-------- Data supplied

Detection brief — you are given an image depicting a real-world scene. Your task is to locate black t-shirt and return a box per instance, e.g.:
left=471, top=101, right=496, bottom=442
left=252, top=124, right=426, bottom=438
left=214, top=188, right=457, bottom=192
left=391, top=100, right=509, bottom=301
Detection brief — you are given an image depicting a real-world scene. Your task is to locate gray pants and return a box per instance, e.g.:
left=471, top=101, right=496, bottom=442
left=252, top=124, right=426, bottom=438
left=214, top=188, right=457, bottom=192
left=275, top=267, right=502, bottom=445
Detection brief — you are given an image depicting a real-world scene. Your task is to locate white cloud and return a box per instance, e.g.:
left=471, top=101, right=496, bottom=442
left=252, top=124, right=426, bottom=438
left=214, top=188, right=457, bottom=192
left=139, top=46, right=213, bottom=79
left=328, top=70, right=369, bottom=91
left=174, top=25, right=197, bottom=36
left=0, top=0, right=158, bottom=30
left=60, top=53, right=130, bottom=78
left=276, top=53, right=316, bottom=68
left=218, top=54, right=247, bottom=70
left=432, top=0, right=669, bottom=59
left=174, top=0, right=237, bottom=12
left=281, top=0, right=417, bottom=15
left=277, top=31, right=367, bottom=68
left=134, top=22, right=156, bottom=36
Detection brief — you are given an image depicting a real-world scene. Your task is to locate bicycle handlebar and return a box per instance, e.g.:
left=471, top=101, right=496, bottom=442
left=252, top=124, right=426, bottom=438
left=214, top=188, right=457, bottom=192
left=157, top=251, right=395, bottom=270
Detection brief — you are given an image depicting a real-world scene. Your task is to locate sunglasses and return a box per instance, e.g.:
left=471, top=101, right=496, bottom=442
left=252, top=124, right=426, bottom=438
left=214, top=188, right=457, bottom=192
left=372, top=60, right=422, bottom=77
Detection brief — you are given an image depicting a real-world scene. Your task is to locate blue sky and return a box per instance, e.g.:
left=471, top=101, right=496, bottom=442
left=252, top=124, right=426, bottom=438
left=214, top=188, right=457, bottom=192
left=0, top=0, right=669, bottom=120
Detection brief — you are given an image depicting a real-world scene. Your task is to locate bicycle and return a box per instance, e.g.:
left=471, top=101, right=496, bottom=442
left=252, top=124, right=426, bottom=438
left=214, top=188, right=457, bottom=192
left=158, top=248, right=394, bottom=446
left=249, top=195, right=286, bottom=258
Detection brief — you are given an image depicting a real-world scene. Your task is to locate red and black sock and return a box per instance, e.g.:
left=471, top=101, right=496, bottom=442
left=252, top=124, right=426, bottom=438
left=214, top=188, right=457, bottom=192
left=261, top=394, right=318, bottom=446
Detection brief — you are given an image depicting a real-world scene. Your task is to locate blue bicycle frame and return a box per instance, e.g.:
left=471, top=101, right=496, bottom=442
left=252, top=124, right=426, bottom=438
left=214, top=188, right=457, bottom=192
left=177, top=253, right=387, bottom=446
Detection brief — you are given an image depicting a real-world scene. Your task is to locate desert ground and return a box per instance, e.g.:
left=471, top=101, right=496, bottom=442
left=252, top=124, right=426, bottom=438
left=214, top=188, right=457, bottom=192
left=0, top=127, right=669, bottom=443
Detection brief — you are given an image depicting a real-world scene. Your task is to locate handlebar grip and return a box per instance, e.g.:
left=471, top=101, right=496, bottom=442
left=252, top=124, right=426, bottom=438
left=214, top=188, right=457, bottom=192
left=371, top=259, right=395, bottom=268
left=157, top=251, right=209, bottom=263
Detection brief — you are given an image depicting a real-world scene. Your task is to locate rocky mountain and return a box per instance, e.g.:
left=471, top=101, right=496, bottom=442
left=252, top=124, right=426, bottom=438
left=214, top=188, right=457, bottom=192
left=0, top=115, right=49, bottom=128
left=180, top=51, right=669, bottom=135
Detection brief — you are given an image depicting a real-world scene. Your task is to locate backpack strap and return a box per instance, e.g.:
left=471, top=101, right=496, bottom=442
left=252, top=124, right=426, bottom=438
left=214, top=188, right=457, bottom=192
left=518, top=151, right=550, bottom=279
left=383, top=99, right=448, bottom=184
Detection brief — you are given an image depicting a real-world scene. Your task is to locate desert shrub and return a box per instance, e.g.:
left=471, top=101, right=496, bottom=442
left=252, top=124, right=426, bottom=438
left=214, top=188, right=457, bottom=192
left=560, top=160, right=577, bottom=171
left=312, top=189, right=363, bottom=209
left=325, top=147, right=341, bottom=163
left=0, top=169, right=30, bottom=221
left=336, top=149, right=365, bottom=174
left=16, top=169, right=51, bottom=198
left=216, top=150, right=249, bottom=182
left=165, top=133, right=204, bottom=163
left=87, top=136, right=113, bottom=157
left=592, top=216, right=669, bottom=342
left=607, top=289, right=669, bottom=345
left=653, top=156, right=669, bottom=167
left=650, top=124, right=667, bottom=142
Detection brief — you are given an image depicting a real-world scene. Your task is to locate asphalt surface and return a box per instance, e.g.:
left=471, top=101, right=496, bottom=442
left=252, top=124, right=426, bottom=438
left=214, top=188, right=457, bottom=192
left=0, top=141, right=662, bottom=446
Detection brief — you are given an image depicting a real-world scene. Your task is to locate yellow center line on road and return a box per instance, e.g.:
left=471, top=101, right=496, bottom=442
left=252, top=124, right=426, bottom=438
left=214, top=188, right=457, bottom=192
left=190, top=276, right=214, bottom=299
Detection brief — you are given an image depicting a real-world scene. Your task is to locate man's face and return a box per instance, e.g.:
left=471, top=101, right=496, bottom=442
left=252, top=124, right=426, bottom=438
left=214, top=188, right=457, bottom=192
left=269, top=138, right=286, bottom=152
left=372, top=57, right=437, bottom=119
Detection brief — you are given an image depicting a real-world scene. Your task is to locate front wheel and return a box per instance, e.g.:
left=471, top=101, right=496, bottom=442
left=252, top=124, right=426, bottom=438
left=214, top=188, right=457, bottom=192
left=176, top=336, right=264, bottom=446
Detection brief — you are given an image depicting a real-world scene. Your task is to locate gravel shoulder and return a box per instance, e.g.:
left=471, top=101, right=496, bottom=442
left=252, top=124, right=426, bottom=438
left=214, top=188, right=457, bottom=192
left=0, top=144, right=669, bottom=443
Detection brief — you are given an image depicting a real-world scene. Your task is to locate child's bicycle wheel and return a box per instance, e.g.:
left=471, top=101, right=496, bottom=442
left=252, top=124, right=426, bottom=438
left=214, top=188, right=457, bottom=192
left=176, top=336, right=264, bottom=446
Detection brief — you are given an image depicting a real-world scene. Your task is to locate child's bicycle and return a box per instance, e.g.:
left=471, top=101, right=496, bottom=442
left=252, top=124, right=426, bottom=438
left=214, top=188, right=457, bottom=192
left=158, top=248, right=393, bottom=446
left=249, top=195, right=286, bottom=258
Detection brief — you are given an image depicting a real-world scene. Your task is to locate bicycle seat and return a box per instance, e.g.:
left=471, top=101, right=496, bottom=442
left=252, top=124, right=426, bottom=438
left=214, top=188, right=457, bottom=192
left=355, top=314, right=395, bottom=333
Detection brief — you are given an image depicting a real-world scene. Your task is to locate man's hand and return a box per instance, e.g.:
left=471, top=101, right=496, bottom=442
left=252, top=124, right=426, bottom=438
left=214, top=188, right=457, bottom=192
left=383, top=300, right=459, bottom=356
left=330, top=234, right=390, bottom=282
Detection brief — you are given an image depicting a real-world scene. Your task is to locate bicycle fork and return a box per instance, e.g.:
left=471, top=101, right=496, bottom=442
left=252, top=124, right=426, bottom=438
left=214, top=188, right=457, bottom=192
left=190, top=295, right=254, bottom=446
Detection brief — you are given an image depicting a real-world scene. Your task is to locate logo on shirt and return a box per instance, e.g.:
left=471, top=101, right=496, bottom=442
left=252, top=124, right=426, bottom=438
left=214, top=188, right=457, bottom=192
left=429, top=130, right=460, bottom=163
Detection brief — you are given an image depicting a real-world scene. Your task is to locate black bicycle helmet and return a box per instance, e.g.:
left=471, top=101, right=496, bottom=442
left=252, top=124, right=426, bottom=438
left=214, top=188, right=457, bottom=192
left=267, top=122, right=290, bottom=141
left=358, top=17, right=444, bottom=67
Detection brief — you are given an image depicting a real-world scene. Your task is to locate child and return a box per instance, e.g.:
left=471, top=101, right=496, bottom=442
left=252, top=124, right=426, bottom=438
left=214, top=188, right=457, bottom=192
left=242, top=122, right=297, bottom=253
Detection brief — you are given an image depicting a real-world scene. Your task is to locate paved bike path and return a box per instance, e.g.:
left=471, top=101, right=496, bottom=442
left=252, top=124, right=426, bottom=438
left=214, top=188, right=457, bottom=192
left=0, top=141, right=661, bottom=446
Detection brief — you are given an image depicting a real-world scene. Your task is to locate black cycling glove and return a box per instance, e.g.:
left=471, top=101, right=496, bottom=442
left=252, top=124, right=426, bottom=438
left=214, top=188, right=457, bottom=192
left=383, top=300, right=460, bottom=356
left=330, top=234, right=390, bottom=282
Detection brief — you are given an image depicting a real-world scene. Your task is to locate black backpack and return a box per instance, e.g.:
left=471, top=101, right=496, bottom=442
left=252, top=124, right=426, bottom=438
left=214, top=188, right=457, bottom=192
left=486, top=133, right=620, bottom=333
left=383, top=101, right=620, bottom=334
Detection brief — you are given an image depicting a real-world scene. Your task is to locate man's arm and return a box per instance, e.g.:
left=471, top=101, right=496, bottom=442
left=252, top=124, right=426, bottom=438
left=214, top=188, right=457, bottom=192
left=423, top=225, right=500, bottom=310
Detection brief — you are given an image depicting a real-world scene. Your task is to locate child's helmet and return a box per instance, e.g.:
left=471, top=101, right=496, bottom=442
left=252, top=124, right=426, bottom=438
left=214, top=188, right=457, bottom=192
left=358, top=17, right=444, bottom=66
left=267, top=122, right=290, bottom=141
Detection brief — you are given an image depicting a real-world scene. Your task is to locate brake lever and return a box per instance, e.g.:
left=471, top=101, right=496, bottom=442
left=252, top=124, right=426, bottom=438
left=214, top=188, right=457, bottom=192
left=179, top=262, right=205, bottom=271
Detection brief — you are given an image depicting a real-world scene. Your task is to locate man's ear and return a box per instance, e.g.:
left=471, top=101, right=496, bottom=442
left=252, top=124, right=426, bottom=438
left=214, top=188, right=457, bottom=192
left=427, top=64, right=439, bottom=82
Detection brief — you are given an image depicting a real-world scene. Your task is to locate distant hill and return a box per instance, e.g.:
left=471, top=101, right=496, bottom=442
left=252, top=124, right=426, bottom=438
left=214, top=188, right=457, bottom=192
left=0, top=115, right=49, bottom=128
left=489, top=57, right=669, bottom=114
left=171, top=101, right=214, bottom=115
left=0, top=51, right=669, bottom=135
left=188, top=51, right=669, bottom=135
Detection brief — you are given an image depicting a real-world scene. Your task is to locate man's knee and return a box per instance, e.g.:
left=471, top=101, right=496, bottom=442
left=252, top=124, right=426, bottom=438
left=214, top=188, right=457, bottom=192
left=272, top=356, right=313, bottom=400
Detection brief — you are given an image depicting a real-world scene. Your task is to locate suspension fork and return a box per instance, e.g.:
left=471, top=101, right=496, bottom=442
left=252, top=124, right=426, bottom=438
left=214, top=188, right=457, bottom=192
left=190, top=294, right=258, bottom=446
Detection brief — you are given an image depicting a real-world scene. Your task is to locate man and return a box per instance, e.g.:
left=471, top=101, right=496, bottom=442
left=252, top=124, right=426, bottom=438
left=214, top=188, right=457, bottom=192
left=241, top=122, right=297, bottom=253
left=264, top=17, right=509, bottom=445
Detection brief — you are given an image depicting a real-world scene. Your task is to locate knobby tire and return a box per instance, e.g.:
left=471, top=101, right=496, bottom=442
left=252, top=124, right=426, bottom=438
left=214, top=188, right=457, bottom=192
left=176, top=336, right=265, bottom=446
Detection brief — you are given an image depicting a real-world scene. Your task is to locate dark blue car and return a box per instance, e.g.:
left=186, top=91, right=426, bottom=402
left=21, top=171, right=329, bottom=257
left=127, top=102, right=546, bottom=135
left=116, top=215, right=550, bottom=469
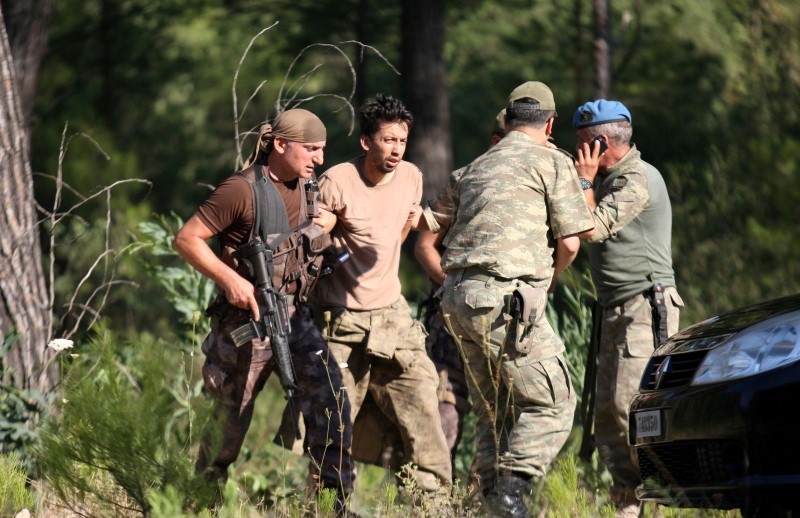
left=630, top=294, right=800, bottom=516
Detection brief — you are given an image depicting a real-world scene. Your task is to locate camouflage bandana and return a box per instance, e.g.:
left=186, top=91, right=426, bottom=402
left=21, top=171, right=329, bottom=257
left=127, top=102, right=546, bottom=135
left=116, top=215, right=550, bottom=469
left=244, top=108, right=327, bottom=168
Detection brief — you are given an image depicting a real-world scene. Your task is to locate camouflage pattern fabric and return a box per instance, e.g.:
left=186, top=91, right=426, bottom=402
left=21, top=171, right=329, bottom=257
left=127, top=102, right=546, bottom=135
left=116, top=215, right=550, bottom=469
left=594, top=288, right=683, bottom=502
left=424, top=298, right=470, bottom=468
left=442, top=131, right=594, bottom=286
left=442, top=275, right=576, bottom=487
left=197, top=306, right=355, bottom=494
left=434, top=131, right=594, bottom=487
left=317, top=297, right=452, bottom=492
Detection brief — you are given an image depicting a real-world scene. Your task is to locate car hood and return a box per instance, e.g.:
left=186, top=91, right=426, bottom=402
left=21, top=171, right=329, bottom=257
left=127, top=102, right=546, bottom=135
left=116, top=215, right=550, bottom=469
left=653, top=293, right=800, bottom=356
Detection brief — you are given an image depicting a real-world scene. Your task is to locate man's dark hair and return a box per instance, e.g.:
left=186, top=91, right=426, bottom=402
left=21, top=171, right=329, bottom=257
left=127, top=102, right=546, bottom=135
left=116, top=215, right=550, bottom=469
left=360, top=94, right=414, bottom=139
left=506, top=98, right=556, bottom=130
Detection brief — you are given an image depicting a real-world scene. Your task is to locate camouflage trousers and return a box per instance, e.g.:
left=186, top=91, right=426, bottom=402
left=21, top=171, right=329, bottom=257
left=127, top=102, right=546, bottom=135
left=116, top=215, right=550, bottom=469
left=594, top=288, right=683, bottom=502
left=424, top=299, right=470, bottom=474
left=197, top=306, right=355, bottom=493
left=442, top=272, right=576, bottom=488
left=317, top=297, right=452, bottom=491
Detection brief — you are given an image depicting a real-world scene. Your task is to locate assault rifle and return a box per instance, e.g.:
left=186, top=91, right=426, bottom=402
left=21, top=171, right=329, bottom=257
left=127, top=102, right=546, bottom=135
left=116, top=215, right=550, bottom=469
left=231, top=239, right=301, bottom=439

----------------

» Your task
Please collect every line in the material above that contains the word "fork".

» Solution below
Detection brief — you are given an image depicting a real-world scene. Your task is to locate bicycle fork and return a box per instance, e.g.:
Detection brief — you are given an image depicting a real-world scene. Your task is to locate suspension fork and return a box per instance, e.g.:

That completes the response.